▸ **Stated task**: Put the items from the line that contains "This trail-cam photo was taken at dusk. Identify man's hand" through the line that contains "[487,139,499,153]" into a Markdown table with the columns Row and Text, giving each line its own numbered row and skipping blank lines. Leave the pictures out of the answer.

▸ **Entries shown**:

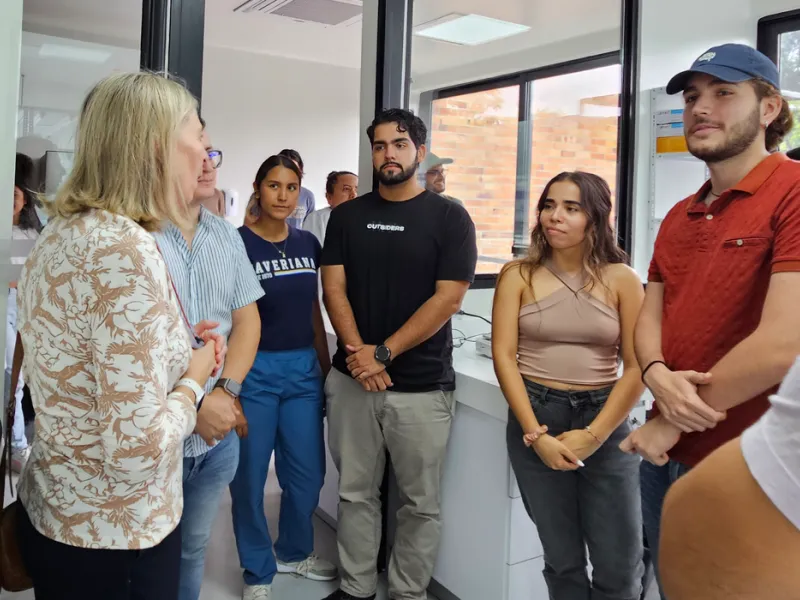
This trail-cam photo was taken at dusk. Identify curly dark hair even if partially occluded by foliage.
[752,79,794,152]
[278,148,306,171]
[14,152,43,233]
[367,108,428,148]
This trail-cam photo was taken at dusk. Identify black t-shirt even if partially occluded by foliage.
[321,192,478,393]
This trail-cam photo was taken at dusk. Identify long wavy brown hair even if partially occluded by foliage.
[501,171,628,296]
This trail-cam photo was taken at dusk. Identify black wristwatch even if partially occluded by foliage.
[375,345,392,367]
[214,377,242,398]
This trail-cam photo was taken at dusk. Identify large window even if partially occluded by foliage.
[430,86,519,273]
[758,10,800,150]
[420,54,621,274]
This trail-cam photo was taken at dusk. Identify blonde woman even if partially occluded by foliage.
[13,73,224,600]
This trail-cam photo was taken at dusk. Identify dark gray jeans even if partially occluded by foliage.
[506,381,644,600]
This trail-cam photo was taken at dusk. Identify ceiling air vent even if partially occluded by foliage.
[233,0,362,26]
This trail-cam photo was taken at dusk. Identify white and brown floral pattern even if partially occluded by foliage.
[18,211,197,549]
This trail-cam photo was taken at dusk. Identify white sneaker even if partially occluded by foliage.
[11,446,31,473]
[242,585,272,600]
[278,554,339,581]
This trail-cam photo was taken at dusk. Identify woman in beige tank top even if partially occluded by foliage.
[492,172,644,600]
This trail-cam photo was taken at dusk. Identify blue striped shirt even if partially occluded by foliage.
[154,208,264,457]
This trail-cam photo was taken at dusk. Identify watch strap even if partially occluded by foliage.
[214,377,242,398]
[175,377,206,406]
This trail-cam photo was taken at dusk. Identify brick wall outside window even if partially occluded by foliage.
[430,86,619,273]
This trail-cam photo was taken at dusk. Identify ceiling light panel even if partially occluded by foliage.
[414,13,530,46]
[39,44,111,65]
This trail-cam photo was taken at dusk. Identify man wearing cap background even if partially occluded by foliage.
[420,152,464,206]
[622,44,800,596]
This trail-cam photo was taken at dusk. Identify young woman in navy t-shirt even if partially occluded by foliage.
[231,156,337,600]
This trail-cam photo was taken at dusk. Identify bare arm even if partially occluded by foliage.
[311,300,331,377]
[221,302,261,383]
[591,267,648,441]
[633,281,664,369]
[322,265,364,346]
[384,281,469,357]
[698,272,800,410]
[659,439,800,600]
[492,267,539,433]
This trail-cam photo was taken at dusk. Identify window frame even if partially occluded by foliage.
[756,9,800,69]
[419,51,634,289]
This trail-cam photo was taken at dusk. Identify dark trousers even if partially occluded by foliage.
[507,382,644,600]
[17,507,181,600]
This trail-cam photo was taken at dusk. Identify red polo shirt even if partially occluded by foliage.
[648,154,800,466]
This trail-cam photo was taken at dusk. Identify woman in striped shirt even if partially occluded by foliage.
[13,73,224,600]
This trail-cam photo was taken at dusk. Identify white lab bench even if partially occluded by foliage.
[318,317,644,600]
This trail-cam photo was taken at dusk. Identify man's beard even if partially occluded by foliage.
[377,161,419,187]
[688,108,761,164]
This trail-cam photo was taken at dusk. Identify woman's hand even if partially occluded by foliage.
[556,429,600,461]
[533,435,580,471]
[186,340,217,387]
[194,321,228,377]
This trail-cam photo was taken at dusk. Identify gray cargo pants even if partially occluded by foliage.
[325,369,454,600]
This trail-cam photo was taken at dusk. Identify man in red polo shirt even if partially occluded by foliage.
[622,44,800,596]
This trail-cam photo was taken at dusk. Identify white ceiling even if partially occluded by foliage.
[18,0,620,76]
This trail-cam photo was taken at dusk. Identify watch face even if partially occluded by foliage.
[219,379,242,398]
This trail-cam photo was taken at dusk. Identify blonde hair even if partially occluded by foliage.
[47,72,197,231]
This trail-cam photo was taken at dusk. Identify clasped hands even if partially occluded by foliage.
[195,321,247,446]
[522,425,600,471]
[346,344,393,392]
[620,365,726,466]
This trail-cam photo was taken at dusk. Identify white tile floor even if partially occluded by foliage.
[0,473,659,600]
[2,473,436,600]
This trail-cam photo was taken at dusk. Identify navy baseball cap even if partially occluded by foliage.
[667,44,781,94]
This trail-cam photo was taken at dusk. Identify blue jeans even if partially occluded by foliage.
[507,381,644,600]
[3,288,28,450]
[639,460,690,600]
[231,348,325,585]
[178,431,239,600]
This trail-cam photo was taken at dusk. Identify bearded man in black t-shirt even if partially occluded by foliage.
[321,109,477,600]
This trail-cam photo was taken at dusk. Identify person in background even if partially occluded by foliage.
[3,153,42,473]
[278,148,316,229]
[303,171,358,244]
[420,152,464,206]
[231,156,337,600]
[660,359,800,600]
[322,109,477,600]
[17,72,226,600]
[622,44,800,596]
[197,119,236,218]
[492,172,644,600]
[155,122,264,600]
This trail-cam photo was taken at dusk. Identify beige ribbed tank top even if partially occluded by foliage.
[517,261,620,385]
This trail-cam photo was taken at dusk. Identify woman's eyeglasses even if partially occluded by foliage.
[208,150,222,169]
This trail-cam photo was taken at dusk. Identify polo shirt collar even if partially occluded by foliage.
[687,152,789,214]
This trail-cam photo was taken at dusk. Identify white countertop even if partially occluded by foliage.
[323,312,508,423]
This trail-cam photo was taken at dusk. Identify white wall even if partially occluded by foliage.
[202,48,366,224]
[633,0,800,277]
[0,0,22,429]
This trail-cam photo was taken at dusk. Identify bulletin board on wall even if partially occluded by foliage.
[648,88,709,247]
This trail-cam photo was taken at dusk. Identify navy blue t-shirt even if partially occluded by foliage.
[239,226,322,352]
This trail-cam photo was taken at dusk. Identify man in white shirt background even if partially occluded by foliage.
[303,171,358,245]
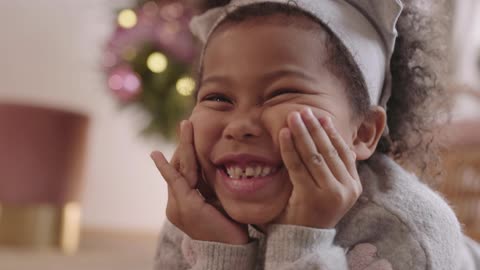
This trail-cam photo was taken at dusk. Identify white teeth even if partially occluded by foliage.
[245,167,255,177]
[226,165,276,179]
[262,167,272,176]
[226,167,233,176]
[233,167,243,179]
[255,165,262,176]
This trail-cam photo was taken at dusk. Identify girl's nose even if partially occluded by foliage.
[223,115,264,141]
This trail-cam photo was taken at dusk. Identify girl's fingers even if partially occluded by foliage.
[279,128,315,189]
[301,108,351,184]
[150,151,195,198]
[288,112,337,188]
[323,115,359,179]
[176,120,198,188]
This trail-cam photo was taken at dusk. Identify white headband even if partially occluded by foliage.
[190,0,403,108]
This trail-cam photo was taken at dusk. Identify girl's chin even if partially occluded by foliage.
[223,198,283,227]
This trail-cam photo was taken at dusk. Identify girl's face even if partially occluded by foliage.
[190,16,358,225]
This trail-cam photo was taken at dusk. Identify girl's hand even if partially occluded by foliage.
[151,121,248,245]
[275,108,362,229]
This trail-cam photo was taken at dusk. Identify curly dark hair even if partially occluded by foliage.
[193,0,451,181]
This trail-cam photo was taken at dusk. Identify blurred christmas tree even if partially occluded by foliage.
[103,0,197,138]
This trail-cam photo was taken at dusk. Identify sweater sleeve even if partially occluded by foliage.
[265,225,348,270]
[154,221,258,270]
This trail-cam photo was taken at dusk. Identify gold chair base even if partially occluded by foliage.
[0,202,81,254]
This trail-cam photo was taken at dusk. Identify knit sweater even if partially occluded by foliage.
[154,154,480,270]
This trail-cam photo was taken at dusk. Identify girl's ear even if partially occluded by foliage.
[353,106,387,160]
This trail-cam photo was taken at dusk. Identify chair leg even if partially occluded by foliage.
[59,202,81,254]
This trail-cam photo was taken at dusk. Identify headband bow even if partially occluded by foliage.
[190,0,403,108]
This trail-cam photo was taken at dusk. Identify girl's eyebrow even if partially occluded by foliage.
[202,67,317,84]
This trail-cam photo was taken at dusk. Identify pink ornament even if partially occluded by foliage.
[108,66,142,102]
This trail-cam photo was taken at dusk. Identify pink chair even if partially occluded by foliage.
[0,103,89,252]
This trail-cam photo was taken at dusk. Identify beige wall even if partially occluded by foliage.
[0,0,173,231]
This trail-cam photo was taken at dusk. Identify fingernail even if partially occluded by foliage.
[290,112,301,123]
[302,108,315,119]
[320,116,332,127]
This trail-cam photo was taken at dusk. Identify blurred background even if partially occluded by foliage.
[0,0,480,270]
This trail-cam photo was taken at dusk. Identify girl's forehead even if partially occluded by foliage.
[201,20,328,71]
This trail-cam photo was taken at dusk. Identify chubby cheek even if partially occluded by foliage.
[262,104,353,147]
[189,110,222,176]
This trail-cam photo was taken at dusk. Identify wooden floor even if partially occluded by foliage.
[0,231,157,270]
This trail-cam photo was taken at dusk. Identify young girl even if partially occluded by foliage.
[152,0,480,270]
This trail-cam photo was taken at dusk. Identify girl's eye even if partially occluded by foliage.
[270,88,300,98]
[203,94,232,103]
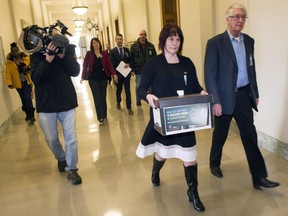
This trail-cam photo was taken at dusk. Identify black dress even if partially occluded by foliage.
[136,54,203,162]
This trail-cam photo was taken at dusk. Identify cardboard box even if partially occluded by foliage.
[153,94,214,136]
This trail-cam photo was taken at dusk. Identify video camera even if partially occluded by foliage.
[18,20,72,55]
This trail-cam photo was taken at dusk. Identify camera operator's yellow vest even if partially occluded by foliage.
[6,60,33,89]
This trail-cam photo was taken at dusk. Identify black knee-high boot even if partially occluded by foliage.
[184,164,205,211]
[151,157,165,187]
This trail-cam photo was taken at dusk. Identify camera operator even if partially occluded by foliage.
[6,42,35,124]
[31,29,82,185]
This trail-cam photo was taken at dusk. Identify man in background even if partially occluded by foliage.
[130,30,157,106]
[110,34,133,115]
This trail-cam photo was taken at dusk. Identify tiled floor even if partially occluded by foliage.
[0,74,288,216]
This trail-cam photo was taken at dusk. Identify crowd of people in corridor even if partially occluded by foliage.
[6,3,280,212]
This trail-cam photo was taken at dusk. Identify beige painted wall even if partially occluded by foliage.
[248,0,288,143]
[0,0,21,125]
[0,0,288,146]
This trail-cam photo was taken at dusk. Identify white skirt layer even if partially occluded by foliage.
[136,142,197,162]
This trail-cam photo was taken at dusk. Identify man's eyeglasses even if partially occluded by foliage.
[229,15,248,21]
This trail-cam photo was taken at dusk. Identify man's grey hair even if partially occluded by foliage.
[226,3,247,18]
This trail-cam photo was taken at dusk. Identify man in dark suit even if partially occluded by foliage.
[204,3,279,189]
[110,34,133,115]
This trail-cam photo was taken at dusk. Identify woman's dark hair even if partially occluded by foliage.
[90,37,102,52]
[158,23,184,53]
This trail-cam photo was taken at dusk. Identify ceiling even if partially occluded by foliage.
[40,0,103,34]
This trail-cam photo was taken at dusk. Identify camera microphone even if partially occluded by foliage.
[52,34,69,48]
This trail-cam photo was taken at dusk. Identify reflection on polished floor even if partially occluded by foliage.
[0,73,288,216]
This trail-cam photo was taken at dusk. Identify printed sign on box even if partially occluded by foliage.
[153,94,214,136]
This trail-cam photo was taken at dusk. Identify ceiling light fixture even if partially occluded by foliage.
[74,26,82,32]
[72,0,88,15]
[86,18,98,31]
[73,15,85,26]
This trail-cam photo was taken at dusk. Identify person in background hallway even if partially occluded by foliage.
[105,43,112,85]
[5,42,35,123]
[81,37,118,124]
[204,3,279,189]
[136,24,207,211]
[31,29,82,185]
[110,34,133,115]
[130,30,157,106]
[105,43,111,54]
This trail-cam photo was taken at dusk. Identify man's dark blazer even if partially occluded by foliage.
[110,47,131,79]
[204,31,259,115]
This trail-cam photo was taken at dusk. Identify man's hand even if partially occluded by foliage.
[45,42,58,63]
[146,94,158,108]
[212,103,222,117]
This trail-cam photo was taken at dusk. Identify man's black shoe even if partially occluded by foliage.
[253,178,280,189]
[58,160,67,172]
[67,171,82,185]
[210,165,223,178]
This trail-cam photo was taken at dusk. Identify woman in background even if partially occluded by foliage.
[81,38,118,124]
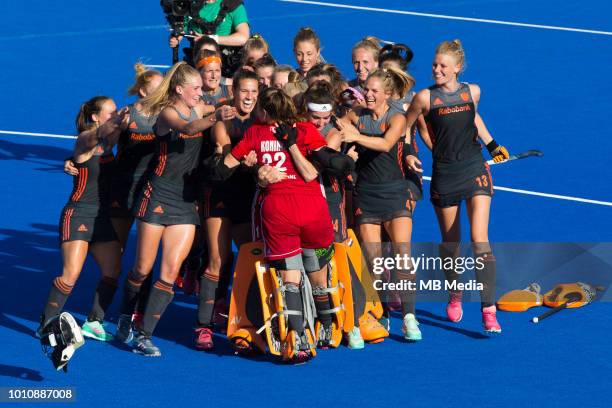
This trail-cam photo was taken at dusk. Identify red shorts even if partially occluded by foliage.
[261,194,334,261]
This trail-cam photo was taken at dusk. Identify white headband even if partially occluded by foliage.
[308,102,332,112]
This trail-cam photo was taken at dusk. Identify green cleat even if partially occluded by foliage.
[402,313,423,341]
[81,320,113,341]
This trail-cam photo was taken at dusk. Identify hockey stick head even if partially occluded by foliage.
[40,312,85,372]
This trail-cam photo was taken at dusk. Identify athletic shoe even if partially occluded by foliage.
[115,314,134,344]
[132,334,161,357]
[195,327,214,351]
[81,320,113,341]
[317,324,333,350]
[482,305,501,333]
[378,316,391,332]
[446,292,463,323]
[402,313,423,341]
[346,327,364,350]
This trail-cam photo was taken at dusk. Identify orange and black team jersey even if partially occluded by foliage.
[425,82,481,163]
[151,109,203,202]
[356,104,404,184]
[68,145,115,213]
[222,117,255,188]
[117,105,157,179]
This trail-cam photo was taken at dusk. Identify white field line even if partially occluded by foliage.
[423,176,612,207]
[0,130,612,207]
[0,130,76,139]
[279,0,612,36]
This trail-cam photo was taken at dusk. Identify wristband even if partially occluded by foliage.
[487,139,499,153]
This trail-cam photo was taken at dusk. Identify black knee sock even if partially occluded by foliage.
[394,271,416,316]
[136,273,153,315]
[121,270,147,315]
[475,252,497,307]
[349,262,367,327]
[198,269,219,327]
[215,254,234,300]
[87,276,117,322]
[140,279,174,337]
[285,283,304,336]
[312,287,332,328]
[41,276,74,324]
[439,242,460,294]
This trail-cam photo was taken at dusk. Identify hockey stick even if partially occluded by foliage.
[487,150,544,166]
[531,292,581,323]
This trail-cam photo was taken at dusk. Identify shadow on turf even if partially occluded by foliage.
[0,364,44,382]
[416,309,489,340]
[0,140,72,172]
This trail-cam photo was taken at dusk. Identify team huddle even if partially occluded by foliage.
[37,28,509,363]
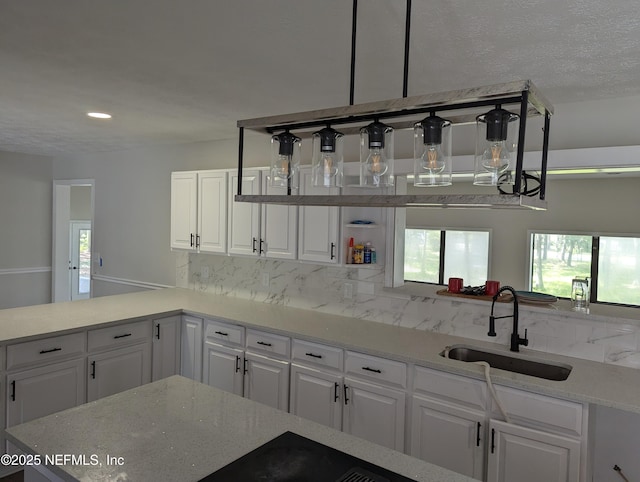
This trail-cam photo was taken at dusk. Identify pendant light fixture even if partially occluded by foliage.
[413,112,451,186]
[311,126,344,187]
[360,120,394,187]
[473,105,520,186]
[270,130,302,194]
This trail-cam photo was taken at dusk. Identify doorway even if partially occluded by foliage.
[51,179,95,303]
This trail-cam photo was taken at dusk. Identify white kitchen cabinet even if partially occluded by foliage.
[6,358,87,427]
[410,395,486,479]
[180,315,203,382]
[244,351,289,412]
[87,343,151,402]
[290,363,343,430]
[260,176,298,259]
[171,171,227,253]
[151,315,182,382]
[228,170,264,256]
[298,169,340,264]
[202,341,244,396]
[487,420,581,482]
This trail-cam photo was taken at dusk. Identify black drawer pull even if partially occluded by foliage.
[40,348,62,355]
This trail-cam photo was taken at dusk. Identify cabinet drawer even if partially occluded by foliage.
[344,351,407,388]
[204,320,244,346]
[247,330,291,358]
[491,386,583,437]
[88,320,151,352]
[413,367,487,410]
[7,332,86,370]
[291,340,344,371]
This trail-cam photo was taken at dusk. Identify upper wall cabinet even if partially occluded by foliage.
[171,171,227,253]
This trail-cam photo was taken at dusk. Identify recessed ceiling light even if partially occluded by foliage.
[87,112,111,119]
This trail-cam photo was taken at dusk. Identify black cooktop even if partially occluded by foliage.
[200,432,411,482]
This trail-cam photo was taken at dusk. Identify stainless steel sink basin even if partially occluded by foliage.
[440,345,572,381]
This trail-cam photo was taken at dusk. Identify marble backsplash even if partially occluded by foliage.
[176,253,640,368]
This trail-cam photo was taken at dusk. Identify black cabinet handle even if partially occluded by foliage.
[491,428,496,453]
[40,348,62,355]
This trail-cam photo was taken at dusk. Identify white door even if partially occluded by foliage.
[487,420,580,482]
[87,343,151,402]
[290,364,343,430]
[171,171,198,250]
[298,169,340,263]
[201,171,228,253]
[151,315,182,381]
[342,378,406,452]
[244,352,289,412]
[202,342,244,396]
[228,170,264,256]
[7,359,86,427]
[69,221,91,300]
[260,176,298,259]
[411,396,486,479]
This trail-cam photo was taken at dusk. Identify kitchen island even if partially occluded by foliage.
[6,376,475,482]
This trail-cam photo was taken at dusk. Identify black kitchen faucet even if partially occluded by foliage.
[487,286,529,351]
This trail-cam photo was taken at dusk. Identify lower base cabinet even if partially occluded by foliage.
[487,420,581,482]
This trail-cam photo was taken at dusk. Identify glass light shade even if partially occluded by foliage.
[311,127,344,187]
[270,131,302,192]
[413,115,451,186]
[473,107,520,186]
[360,121,394,187]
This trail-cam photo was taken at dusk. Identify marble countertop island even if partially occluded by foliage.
[6,375,475,482]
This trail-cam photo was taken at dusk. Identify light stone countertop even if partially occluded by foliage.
[0,288,640,413]
[7,375,475,482]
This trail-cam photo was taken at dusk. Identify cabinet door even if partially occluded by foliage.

▸ **Finished exercise**:
| Row | Text |
|---|---|
| 1 | This trail-cam photo was taken at dusk. Identify man's hand even if partially occluded by foliage. |
| 2 | [45,42,58,63] |
| 3 | [146,94,158,108] |
| 4 | [212,103,222,117] |
| 5 | This trail-cam photo was taken at dusk. Identify man's black shoe even if partially occluded by foliage. |
| 6 | [253,178,280,189] |
| 7 | [58,160,67,172] |
| 8 | [67,171,82,185] |
| 9 | [210,165,223,178] |
| 10 | This trail-cam photo was taken at dusk. Identify woman in background even if partially occluded by foliage. |
| 11 | [81,38,118,124] |
| 12 | This trail-cam photo was taken at dusk. Identify red shorts even if partially occluded by foliage. |
| 13 | [261,194,334,261] |
| 14 | This trail-cam photo was taken at dusk. Identify white headband even if partially occluded by foliage. |
| 15 | [308,102,332,112] |
| 16 | This trail-cam photo was taken at dusk. Identify green cleat even if partially occluded by foliage. |
| 17 | [402,313,423,341] |
| 18 | [81,320,113,341] |
| 19 | This trail-cam photo was taken at dusk. Identify hockey stick head even if partially occluded by foliage. |
| 20 | [40,312,85,372] |
| 21 | This trail-cam photo was taken at dusk. Identify athletic shoe even if partially occluded by foliage. |
| 22 | [115,314,134,344] |
| 23 | [132,334,161,357] |
| 24 | [195,327,214,351] |
| 25 | [81,320,113,341] |
| 26 | [317,324,333,350] |
| 27 | [482,305,501,333] |
| 28 | [378,316,391,332] |
| 29 | [446,292,463,323] |
| 30 | [402,313,423,341] |
| 31 | [346,327,364,350] |
| 32 | This trail-cam photo was taken at dusk. Identify orange and black team jersey even if partially occluded by foliage. |
| 33 | [425,82,481,163] |
| 34 | [151,109,203,202] |
| 35 | [356,104,404,184] |
| 36 | [68,145,115,213] |
| 37 | [222,117,255,188] |
| 38 | [117,105,157,179] |
| 39 | This trail-cam photo was taken at dusk. Identify white field line even if partially occluded by foliage. |
| 40 | [423,176,612,207] |
| 41 | [0,130,612,207] |
| 42 | [0,130,76,139] |
| 43 | [279,0,612,36] |
| 44 | This trail-cam photo was taken at dusk. Identify wristband even if partially occluded by foliage. |
| 45 | [487,139,499,153] |